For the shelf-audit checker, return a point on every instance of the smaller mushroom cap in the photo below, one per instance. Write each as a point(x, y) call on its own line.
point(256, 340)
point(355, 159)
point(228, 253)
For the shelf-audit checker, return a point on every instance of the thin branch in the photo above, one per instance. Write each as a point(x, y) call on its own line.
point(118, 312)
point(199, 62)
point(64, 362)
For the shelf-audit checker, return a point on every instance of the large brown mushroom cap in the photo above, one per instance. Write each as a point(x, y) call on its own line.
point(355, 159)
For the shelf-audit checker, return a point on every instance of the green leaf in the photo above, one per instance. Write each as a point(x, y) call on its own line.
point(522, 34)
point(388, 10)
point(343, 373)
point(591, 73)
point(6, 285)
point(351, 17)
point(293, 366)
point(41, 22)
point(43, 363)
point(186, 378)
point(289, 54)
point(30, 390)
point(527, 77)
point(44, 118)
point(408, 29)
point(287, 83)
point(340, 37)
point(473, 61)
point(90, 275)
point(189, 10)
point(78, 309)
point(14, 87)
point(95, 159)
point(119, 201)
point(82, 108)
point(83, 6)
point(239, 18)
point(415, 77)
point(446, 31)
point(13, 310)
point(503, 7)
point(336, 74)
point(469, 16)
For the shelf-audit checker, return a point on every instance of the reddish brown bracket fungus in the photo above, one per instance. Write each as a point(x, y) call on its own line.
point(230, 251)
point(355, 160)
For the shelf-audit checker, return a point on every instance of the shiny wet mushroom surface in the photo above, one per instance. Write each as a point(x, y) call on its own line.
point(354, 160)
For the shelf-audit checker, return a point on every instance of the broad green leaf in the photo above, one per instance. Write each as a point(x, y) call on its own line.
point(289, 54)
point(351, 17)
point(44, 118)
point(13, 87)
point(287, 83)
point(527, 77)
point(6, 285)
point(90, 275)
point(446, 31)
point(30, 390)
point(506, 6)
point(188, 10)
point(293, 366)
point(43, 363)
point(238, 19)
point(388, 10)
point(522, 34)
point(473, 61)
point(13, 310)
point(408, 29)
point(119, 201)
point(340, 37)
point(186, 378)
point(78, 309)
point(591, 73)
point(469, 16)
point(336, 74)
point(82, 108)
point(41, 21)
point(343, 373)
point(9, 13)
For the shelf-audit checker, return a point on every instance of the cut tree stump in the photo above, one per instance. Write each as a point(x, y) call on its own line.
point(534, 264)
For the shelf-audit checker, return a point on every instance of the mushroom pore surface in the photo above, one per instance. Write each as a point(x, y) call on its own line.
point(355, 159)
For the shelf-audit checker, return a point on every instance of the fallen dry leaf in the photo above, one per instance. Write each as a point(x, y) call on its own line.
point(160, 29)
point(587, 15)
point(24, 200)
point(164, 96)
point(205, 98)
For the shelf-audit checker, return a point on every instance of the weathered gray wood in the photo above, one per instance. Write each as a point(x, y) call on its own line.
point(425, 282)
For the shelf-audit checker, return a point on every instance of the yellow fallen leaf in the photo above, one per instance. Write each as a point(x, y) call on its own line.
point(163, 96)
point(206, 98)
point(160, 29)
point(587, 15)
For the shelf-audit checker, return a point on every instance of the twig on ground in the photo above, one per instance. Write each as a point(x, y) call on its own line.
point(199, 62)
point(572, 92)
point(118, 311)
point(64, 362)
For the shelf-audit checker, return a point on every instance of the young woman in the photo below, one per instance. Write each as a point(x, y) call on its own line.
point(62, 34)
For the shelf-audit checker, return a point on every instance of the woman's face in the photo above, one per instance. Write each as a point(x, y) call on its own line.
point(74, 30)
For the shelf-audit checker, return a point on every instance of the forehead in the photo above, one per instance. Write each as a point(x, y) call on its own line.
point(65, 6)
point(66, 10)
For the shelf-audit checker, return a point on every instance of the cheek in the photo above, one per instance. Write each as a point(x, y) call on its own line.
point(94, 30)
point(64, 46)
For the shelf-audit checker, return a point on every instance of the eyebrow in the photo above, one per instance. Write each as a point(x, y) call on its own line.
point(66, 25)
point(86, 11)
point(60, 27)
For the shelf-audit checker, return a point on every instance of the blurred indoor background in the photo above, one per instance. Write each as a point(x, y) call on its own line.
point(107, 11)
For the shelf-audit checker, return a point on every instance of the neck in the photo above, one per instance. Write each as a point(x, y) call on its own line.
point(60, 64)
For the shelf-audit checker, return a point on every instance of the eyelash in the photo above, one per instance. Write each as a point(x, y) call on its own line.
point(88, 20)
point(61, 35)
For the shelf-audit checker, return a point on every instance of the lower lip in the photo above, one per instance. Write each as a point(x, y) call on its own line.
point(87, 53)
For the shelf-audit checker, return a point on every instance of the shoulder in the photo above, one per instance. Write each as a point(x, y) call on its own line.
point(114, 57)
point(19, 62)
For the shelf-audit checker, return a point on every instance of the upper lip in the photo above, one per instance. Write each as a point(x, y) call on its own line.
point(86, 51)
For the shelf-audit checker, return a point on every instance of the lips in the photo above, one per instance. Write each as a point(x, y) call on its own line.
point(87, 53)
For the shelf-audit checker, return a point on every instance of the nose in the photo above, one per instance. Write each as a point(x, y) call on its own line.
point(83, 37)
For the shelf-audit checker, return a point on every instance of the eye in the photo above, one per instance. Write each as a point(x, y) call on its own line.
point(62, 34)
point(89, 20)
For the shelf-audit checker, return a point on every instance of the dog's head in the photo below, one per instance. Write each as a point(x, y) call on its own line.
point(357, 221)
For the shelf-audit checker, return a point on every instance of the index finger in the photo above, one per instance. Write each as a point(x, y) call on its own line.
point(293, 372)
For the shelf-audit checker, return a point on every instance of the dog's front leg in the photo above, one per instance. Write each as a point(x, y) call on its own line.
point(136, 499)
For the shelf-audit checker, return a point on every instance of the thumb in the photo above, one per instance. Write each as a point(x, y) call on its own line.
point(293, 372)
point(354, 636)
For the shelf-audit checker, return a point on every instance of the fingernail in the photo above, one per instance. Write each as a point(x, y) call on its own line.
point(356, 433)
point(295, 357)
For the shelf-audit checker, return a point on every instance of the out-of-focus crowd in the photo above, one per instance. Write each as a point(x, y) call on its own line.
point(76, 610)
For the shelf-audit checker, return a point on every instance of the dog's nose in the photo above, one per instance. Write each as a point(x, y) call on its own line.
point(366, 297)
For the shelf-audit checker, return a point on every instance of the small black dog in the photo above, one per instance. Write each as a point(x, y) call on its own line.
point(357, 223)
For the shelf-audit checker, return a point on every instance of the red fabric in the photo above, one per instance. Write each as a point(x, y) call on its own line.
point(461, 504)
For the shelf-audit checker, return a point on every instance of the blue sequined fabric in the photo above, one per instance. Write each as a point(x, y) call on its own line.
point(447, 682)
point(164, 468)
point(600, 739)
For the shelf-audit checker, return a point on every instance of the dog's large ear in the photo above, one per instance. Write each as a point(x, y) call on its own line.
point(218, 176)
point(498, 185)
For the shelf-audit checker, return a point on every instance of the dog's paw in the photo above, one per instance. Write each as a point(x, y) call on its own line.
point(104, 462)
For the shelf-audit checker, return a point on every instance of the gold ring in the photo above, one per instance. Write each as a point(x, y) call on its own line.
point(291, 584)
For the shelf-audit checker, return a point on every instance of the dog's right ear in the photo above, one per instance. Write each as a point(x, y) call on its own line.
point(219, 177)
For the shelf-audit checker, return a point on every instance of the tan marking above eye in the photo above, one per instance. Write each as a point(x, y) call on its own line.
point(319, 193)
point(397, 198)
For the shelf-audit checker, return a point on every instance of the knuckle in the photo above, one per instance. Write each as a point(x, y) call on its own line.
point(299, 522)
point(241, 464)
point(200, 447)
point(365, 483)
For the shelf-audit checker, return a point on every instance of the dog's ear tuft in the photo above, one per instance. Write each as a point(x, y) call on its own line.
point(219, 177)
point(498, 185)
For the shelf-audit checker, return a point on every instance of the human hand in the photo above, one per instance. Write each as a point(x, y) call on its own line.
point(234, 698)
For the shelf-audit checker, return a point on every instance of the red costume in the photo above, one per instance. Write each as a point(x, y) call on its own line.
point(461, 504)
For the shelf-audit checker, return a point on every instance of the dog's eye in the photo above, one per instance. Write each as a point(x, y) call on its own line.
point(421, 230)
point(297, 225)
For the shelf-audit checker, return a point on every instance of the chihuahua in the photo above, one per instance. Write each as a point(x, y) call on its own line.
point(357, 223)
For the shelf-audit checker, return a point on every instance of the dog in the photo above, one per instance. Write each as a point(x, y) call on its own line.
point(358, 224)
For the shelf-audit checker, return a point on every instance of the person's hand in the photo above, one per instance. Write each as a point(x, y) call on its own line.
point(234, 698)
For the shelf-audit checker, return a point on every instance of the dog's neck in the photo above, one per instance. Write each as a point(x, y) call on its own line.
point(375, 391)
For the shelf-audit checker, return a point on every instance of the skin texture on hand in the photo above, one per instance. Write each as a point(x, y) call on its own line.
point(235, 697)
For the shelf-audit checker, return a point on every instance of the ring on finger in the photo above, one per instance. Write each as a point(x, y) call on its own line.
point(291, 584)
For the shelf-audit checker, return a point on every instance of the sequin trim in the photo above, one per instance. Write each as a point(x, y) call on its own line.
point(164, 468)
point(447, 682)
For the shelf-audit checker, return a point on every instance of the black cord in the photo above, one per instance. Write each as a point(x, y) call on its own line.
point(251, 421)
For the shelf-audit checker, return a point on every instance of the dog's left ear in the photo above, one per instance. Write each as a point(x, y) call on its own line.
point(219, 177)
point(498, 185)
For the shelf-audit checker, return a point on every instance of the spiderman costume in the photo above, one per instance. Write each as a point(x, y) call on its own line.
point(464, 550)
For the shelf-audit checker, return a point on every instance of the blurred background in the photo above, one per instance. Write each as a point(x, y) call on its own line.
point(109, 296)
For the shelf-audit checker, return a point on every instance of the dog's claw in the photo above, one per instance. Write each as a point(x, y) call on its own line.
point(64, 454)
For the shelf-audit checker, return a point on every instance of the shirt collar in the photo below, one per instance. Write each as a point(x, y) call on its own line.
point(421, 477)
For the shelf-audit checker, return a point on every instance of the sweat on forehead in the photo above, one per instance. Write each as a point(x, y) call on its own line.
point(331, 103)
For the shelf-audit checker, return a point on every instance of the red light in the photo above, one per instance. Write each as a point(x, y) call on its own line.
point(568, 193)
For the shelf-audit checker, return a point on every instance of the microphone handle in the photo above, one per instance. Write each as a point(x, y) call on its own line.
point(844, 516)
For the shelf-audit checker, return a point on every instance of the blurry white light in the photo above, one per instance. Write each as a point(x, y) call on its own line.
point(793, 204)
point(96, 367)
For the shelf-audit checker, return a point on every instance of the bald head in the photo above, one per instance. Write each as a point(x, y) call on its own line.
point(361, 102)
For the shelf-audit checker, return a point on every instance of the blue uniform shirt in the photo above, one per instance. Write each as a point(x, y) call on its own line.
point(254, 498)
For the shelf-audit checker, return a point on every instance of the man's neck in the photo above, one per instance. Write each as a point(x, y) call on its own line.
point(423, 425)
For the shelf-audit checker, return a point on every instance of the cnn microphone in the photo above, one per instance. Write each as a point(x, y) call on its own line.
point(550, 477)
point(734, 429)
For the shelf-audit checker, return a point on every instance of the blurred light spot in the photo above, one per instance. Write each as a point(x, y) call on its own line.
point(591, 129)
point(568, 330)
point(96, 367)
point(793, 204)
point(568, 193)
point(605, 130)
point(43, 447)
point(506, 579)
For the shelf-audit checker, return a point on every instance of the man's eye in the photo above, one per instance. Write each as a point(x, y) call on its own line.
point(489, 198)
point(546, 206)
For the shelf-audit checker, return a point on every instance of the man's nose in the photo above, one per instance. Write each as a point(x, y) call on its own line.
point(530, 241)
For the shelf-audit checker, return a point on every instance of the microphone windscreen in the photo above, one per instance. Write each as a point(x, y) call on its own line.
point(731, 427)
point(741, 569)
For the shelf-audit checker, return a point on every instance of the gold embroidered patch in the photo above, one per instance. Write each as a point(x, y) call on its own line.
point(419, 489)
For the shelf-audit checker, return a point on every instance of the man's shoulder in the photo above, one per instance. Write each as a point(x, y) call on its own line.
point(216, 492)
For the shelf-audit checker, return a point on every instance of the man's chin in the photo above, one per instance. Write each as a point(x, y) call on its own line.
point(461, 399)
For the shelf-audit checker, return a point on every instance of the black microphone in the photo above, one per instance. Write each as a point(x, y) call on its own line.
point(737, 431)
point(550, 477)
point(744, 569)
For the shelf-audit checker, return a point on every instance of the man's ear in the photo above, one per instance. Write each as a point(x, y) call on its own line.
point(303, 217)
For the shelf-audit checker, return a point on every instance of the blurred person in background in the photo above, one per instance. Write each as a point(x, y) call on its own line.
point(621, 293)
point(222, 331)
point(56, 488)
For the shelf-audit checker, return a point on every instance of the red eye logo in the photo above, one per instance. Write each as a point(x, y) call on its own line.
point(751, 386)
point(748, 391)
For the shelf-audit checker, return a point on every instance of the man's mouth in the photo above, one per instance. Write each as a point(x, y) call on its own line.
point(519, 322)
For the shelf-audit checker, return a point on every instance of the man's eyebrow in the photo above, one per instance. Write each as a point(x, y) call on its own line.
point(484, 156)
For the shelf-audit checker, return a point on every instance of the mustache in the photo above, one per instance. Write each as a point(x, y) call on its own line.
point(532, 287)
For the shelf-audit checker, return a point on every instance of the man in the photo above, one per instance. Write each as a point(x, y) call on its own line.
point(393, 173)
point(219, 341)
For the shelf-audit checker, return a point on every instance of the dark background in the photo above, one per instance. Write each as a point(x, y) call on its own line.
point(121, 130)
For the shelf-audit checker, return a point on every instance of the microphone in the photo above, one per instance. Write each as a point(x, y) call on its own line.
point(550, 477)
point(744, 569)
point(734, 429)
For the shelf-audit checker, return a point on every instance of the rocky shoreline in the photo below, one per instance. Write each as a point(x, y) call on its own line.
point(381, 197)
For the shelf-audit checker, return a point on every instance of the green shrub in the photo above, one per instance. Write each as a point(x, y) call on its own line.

-=-=-

Problem description: Each of the lines from the one holding "the red eye" through the final line of the entries is to be set down exactly, and no others.

Reply to the task:
For the shelf-audit checker, return a point on every instance of the red eye logo in the photo above, one per instance. Write each as a point(x, y) call on its own line.
point(751, 386)
point(748, 391)
For the shelf-audit checker, return a point on every instance of the man's mouth in the photo above, one per instance. Write each as a point(x, y) call on its own line.
point(519, 322)
For the shelf-audit checker, return a point on every instance of the man's eyebrow in the photo above, one per instance. Write each as a point(x, y) call on its own line.
point(484, 156)
For the shelf-audit checker, return a point on every instance of the mustache in the photo above, one per instance. Write each as a point(x, y) call on its own line.
point(532, 287)
For the shelf-audit checker, return a point on every instance of the man in the photo above, one per instance. Write each as a point(x, y) call on its own line.
point(393, 173)
point(219, 341)
For the shelf-audit checker, return a point on every instance of the dark background in the photo above, one per instance. Write each as a point(x, y) call on its own line.
point(121, 130)
For the shelf-audit checker, return a point on every instance of the microphone in the photo above, one per instance. Write each as a point(x, y) call on its own line.
point(550, 477)
point(744, 569)
point(734, 429)
For the shelf-audit checker, return a point on every instance of the rocky shoreline in the photo below, one per instance. Write each as a point(x, y) call on its own line.
point(381, 197)
For the shelf-audit checker, return a point on every instance of the green shrub in the photo above, one per instance. Write each as a point(x, y) call on its own line.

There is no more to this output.